=== ACTION ITEM ===
All records below should be repeated exactly, with the pictures left out.

Dataset entries
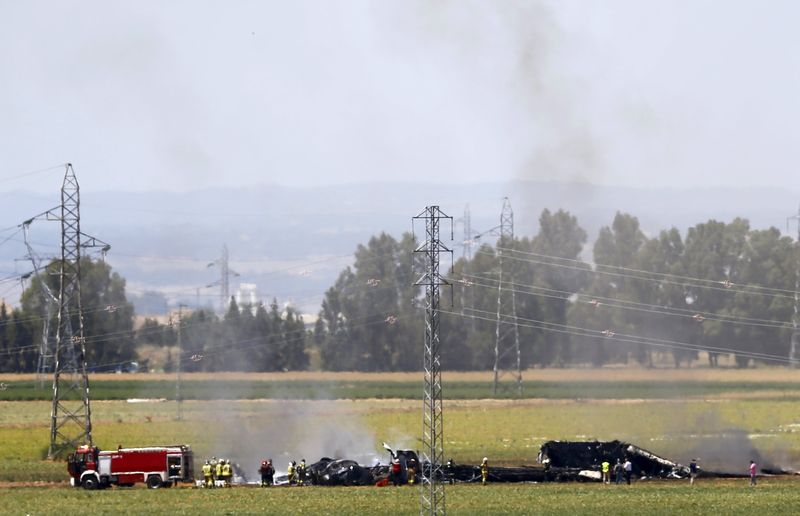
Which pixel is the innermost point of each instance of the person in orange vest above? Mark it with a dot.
(301, 473)
(207, 478)
(267, 473)
(395, 472)
(227, 473)
(605, 467)
(218, 470)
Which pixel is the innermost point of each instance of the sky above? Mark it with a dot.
(150, 95)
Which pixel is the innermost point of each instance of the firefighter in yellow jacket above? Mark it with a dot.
(207, 480)
(227, 473)
(218, 470)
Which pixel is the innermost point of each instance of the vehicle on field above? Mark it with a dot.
(156, 466)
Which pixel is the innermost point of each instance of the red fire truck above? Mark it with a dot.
(157, 466)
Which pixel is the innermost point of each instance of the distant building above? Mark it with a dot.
(247, 294)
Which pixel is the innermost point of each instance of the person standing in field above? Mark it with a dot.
(301, 473)
(227, 473)
(218, 471)
(692, 471)
(618, 472)
(628, 467)
(208, 480)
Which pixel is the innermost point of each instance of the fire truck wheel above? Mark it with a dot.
(89, 482)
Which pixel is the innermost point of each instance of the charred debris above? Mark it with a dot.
(559, 461)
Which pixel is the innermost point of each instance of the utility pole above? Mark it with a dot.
(432, 500)
(223, 281)
(178, 364)
(507, 326)
(794, 348)
(507, 357)
(70, 419)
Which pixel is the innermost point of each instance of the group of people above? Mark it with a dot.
(621, 470)
(296, 473)
(217, 473)
(403, 471)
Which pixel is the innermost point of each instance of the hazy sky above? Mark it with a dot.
(176, 95)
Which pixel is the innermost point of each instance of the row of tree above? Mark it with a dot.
(723, 289)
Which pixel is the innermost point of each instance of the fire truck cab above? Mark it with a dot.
(156, 466)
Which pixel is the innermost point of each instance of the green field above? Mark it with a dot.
(720, 497)
(123, 389)
(722, 418)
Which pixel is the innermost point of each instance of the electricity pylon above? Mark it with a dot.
(224, 279)
(432, 500)
(507, 357)
(71, 418)
(795, 342)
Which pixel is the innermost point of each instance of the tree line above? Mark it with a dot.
(723, 289)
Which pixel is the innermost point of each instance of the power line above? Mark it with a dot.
(701, 283)
(635, 339)
(598, 301)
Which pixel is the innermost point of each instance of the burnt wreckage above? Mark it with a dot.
(561, 461)
(583, 459)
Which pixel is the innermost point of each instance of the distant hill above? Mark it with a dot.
(292, 242)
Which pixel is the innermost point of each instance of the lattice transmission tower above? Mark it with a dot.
(224, 279)
(794, 347)
(432, 499)
(70, 421)
(507, 358)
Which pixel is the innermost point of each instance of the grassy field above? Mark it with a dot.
(717, 497)
(724, 417)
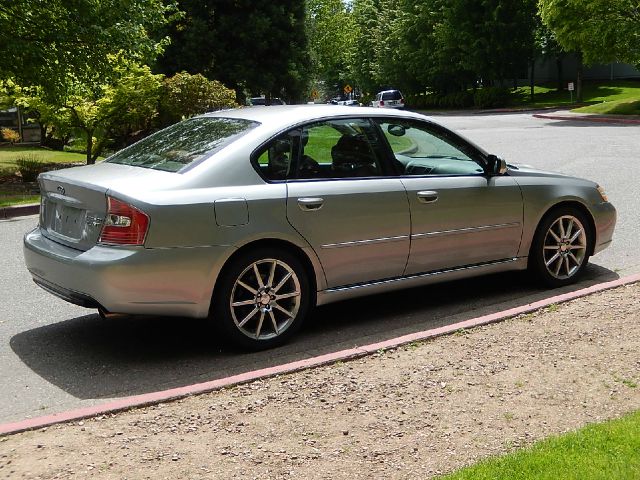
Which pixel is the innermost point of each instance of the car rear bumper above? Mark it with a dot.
(172, 281)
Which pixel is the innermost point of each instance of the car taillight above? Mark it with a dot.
(124, 225)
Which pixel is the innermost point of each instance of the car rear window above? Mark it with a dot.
(392, 95)
(182, 144)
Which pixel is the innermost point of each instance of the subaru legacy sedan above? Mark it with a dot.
(251, 217)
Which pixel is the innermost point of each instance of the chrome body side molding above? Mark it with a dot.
(353, 291)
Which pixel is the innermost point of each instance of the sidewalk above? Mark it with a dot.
(590, 117)
(418, 410)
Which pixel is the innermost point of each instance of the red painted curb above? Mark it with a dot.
(19, 211)
(181, 392)
(587, 118)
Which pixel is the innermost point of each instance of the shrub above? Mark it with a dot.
(30, 166)
(186, 95)
(6, 173)
(10, 135)
(491, 97)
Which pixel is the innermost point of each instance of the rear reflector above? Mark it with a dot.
(124, 225)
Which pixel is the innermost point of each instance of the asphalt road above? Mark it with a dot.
(55, 356)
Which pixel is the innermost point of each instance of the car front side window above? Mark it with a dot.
(420, 150)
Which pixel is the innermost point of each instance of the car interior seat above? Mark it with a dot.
(352, 157)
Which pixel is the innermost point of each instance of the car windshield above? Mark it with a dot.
(182, 144)
(392, 95)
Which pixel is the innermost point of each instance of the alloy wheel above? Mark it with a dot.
(265, 299)
(564, 247)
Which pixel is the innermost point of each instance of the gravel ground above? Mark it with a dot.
(416, 411)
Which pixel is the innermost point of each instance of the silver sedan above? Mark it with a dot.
(250, 217)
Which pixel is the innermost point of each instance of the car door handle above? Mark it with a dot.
(310, 203)
(427, 196)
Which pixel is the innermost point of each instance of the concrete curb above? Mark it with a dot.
(589, 118)
(205, 387)
(19, 211)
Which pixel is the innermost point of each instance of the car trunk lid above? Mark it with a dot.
(74, 201)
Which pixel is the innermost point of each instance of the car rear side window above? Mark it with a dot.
(184, 144)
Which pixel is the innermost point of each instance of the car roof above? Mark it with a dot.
(284, 115)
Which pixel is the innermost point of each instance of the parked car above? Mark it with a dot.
(263, 101)
(251, 217)
(344, 101)
(388, 99)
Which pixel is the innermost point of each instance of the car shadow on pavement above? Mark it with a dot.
(92, 358)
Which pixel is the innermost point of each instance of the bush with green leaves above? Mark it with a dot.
(186, 95)
(9, 135)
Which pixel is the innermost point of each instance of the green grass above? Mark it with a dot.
(623, 91)
(605, 451)
(10, 200)
(8, 155)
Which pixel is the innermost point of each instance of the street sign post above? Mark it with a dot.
(571, 87)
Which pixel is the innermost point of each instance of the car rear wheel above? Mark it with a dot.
(262, 299)
(560, 250)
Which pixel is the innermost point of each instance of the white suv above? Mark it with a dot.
(389, 99)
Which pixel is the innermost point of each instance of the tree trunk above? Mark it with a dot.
(579, 78)
(43, 134)
(560, 73)
(90, 159)
(532, 82)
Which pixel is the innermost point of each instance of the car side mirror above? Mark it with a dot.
(496, 165)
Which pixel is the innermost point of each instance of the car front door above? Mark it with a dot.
(460, 216)
(342, 200)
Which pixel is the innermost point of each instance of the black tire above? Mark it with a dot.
(261, 311)
(561, 247)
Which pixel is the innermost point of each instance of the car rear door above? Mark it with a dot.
(342, 200)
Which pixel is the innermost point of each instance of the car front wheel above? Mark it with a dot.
(560, 250)
(262, 299)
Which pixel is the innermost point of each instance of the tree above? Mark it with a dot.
(597, 30)
(44, 43)
(257, 46)
(331, 32)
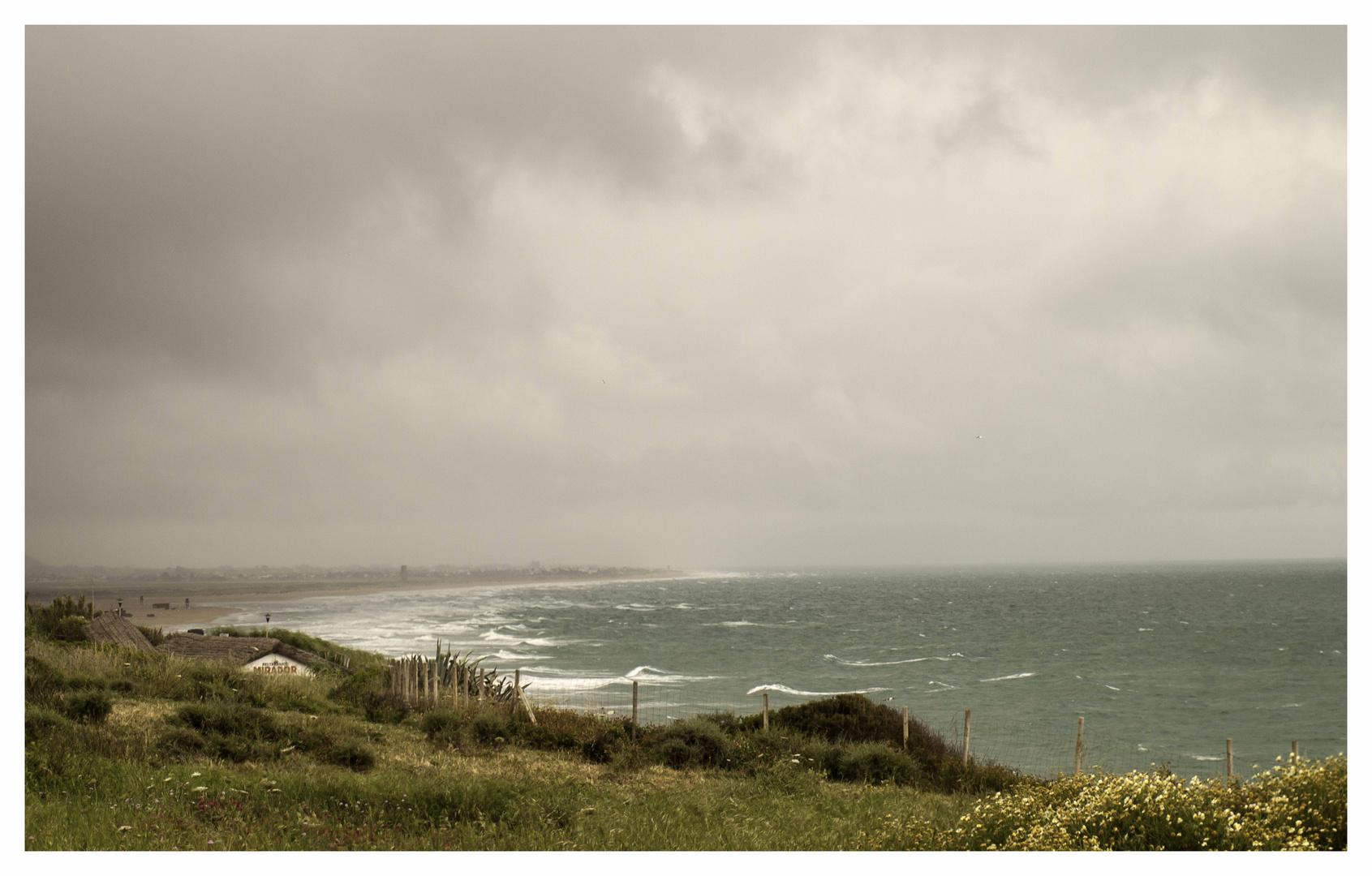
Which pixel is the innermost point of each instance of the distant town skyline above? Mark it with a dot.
(690, 296)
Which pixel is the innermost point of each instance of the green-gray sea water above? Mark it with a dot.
(1163, 661)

=== RESPONSE TO THE TASK ===
Which pixel is the innermost point of each instance of the person in orange vest above? Mark it with a dot.
(301, 473)
(207, 478)
(267, 473)
(395, 472)
(227, 473)
(605, 467)
(218, 470)
Which pixel is the innermost point of each instance of the sky above? Mark it with a dot.
(150, 95)
Which pixel is the innermost point of each instance of the firefighter in yellow jacket above? Mark it with a dot.
(207, 480)
(227, 473)
(218, 470)
Which pixel is the innermost point of each instance of the vehicle on field above? Mark it with a dot.
(156, 466)
Which pixel is the innermost point of each instance of the red fire truck above? Mark it with a dot.
(157, 466)
Which pixel is the innermost point of each instance of the distant building above? Mark it with a dot.
(247, 294)
Which pixel is the innermost point of each instance of the person standing in field above? Mark it with a dot.
(301, 473)
(227, 473)
(218, 471)
(692, 471)
(618, 472)
(628, 467)
(208, 480)
Which pixel is the innermost point of each instance of the fire truck wheel above? Mark it with a dot.
(89, 482)
Which pixel is the innermost point of each instance of the charred debris above? Mark it with a dot.
(559, 461)
Which pixel is the innermost point of each instance of the utility pole above? Mark it with a dot.
(432, 500)
(223, 281)
(178, 364)
(507, 326)
(794, 348)
(507, 357)
(70, 419)
Which pixel is the innermost point of each instance of the group of people above? Mark it with a dot.
(621, 470)
(296, 473)
(217, 473)
(403, 471)
Which pixel is the innermost point of each instance of the hazy sky above? Mark it with a dot.
(176, 95)
Which pixel is the innermost point of each instance of the row of tree above? Mark it with a dot.
(723, 289)
Which pixel is the innermost point of each instance of the fire truck cab above? Mark it with a dot.
(156, 466)
Which pixel is the innermost point of each instance of the green field above? Mark it with a dot.
(720, 497)
(123, 389)
(722, 418)
Which pixel is the innermost point of each instance of the electricity pylon above? Mark it with a dot.
(224, 279)
(432, 500)
(507, 357)
(71, 418)
(795, 342)
Which pixel is the innermost point of each instance of the tree line above? Mark it with a dot.
(723, 289)
Which pixel is the innermost point of each instance of the power line above? Mark it with a dot.
(701, 283)
(635, 339)
(598, 301)
Which pixel is the innermost point of each instance of the burnt wreckage above? Mark it with a dot.
(561, 461)
(583, 459)
Which pixel is the innermost point of each instance of the distant hill above? Mark it with a dot.
(292, 242)
Which pixel is the innermost point of each instance of the lattice transmission tower above? Mark it with a dot.
(224, 279)
(794, 347)
(432, 499)
(70, 421)
(507, 358)
Which pixel is the innermost point of each instance of the grassy field above? Mark it with a dot.
(717, 497)
(724, 417)
Which pixel is the innermost point of each instance of the car rear bumper above? Mark it with a dot.
(172, 281)
Which pixel is the innermost point of each instance of the car taillight above? Mark it with a dot.
(124, 225)
Which pixel is the innermost point of each instance of the car rear window above? Mark it with a dot.
(392, 95)
(182, 144)
Which pixel is the innermost point of each instance of the subaru legacy sedan above? Mark it with a dot.
(251, 217)
Which pixel is the innermost point of each instance of the chrome body side molding above? Mark it with a dot.
(353, 291)
Which pixel is the innermost point of each instance of the sidewalk above? Mark it with a dot.
(590, 117)
(418, 410)
Which pixel is the innermost point of each instance of the red painted curb above? Mark it with a dot.
(19, 211)
(181, 392)
(587, 118)
Which pixel is the innermost point of each instance of the shrub above? Mark it with a dot.
(30, 166)
(186, 95)
(6, 173)
(10, 135)
(491, 97)
Which pixel is the innermost point of each instance of the rear reflector above? Mark it with a dot.
(124, 225)
Which pixel is the innermost point of each instance of the asphalt road above? Mark it with a dot.
(55, 356)
Which pixel is the innermost point of each instance of the car front side window above? Mark it with a dot.
(420, 150)
Which pixel is the innermost point of each instance of the car interior seat above? Mark it with a dot.
(352, 157)
Which pixel is the innermost point of each instance of the car windshield above? Mark it with a dot.
(182, 144)
(392, 95)
Which pixel is the innermost point of each instance of the alloy wheel above? Mark it with a dot.
(265, 299)
(564, 247)
Which pixel is the innermost point of each instance of the gravel ground above? Mark it with a dot.
(416, 411)
Which pixel is the innermost point of each instance of the silver sedan above? Mark it with a dot.
(250, 217)
Which pixel is the innermost point of each instance of the car door handle above? Mark it with a dot.
(310, 203)
(427, 196)
Which pixel is the innermost point of each instance of the concrete curb above? Mark it with a dot.
(589, 118)
(205, 387)
(19, 211)
Which pixel is the innermost point of each instance of the car trunk lid above? Mark it with a dot.
(74, 201)
Which pixel is the innermost point of each instance of the car rear side window above? Mark it with a dot.
(184, 144)
Which pixel is the innermost point of each instance of the car roof above? Mark it with a dot.
(284, 115)
Which pixel is the innermost point of each instance of the parked car above? Mark it with a dot.
(263, 101)
(251, 217)
(344, 101)
(388, 99)
Which pixel is the innermost point of each instance of the car shadow on pavement above? Mark it with a dot.
(92, 358)
Which pixel is the innermost point of each instance of the bush with green leaves above? Mark it with a dot.
(186, 95)
(9, 135)
Which pixel is the innermost point of each instance of the green grass above? Mark it with a dot.
(623, 91)
(605, 451)
(10, 200)
(8, 155)
Which pixel is the innermost point of each instance of the street sign post above? Mark it with a dot.
(571, 87)
Which pixel is the innermost point of each instance of the car rear wheel above? Mark it with a dot.
(262, 299)
(560, 250)
Which pixel is the innermost point of each instance of the white suv above? Mark it with a dot.
(389, 99)
Which pixel is the innermost point of each instance of the tree trunk above? Mark it with a dot.
(579, 78)
(43, 134)
(560, 73)
(90, 159)
(532, 82)
Which pixel is the innermost point of each instance of the car side mirror above? Mark it with a dot.
(496, 165)
Which pixel is the innermost point of each instance of the car front door above? Mark it with a dot.
(460, 216)
(342, 200)
Which pixel is the innermost point of each instance of the black tire above? Mark it with a dot.
(261, 311)
(561, 247)
Which pixel is the innermost point of each instance of the car rear door above? Mark it with a dot.
(342, 200)
Which pixel is the innermost point of each instance of the car front wheel above? Mark it with a dot.
(560, 250)
(262, 299)
Which pixel is the innermost point of each instance of the tree above? Mark it with a dot.
(597, 30)
(44, 43)
(257, 46)
(331, 32)
Which pixel is the innermost point of each instance of the distant town skyline above? Mark it with a dot.
(690, 296)
Which pixel is the innermost point of each instance of the green-gray sea water above? Mark it with a dot.
(1163, 661)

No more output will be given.